Exercise material
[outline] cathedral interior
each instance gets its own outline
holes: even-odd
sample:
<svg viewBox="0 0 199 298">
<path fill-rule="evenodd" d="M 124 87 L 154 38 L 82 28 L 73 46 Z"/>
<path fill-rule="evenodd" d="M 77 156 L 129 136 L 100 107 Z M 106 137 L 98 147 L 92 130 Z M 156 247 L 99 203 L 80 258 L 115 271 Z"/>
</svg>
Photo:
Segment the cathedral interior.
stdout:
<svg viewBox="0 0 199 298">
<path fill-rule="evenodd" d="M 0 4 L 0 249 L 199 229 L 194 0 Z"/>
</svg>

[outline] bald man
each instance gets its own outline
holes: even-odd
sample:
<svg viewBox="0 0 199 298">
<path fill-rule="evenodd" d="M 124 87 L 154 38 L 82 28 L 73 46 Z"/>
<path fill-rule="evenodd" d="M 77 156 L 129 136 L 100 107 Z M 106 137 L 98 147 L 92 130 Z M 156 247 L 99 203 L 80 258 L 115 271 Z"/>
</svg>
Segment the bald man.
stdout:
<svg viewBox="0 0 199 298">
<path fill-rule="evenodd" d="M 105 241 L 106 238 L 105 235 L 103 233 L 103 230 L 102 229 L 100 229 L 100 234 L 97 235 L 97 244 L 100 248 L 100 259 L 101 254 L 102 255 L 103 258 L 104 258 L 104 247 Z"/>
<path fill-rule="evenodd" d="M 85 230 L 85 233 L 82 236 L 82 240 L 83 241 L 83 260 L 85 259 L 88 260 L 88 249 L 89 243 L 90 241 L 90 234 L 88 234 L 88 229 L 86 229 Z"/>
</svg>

Written task
Reproduce every record above exactly as it appears.

Correct response
[outline] cathedral interior
each instance gets its own outline
holes: even-odd
sample:
<svg viewBox="0 0 199 298">
<path fill-rule="evenodd" d="M 124 87 L 154 38 L 82 28 L 73 46 Z"/>
<path fill-rule="evenodd" d="M 77 156 L 129 136 L 100 107 Z M 106 137 L 98 147 L 92 130 Z M 156 247 L 99 203 L 80 258 L 115 271 Z"/>
</svg>
Photo:
Segment the cathedral interior.
stdout:
<svg viewBox="0 0 199 298">
<path fill-rule="evenodd" d="M 0 4 L 0 249 L 199 229 L 194 0 Z"/>
</svg>

[outline] bald man
each instance gets its own outline
holes: even-odd
sample:
<svg viewBox="0 0 199 298">
<path fill-rule="evenodd" d="M 124 87 L 154 38 L 82 28 L 73 46 Z"/>
<path fill-rule="evenodd" d="M 77 156 L 129 136 L 100 107 Z M 106 137 L 98 147 L 92 130 Z M 156 247 L 99 203 L 80 258 L 115 271 Z"/>
</svg>
Segment the bald man.
stdout:
<svg viewBox="0 0 199 298">
<path fill-rule="evenodd" d="M 105 241 L 106 238 L 105 235 L 103 233 L 103 230 L 102 229 L 100 229 L 100 234 L 97 235 L 97 244 L 100 248 L 100 259 L 101 254 L 102 255 L 103 258 L 104 258 L 104 247 Z"/>
<path fill-rule="evenodd" d="M 85 230 L 85 233 L 82 236 L 82 240 L 83 241 L 83 260 L 85 259 L 88 260 L 88 249 L 89 243 L 90 241 L 90 234 L 88 234 L 88 229 L 86 229 Z"/>
</svg>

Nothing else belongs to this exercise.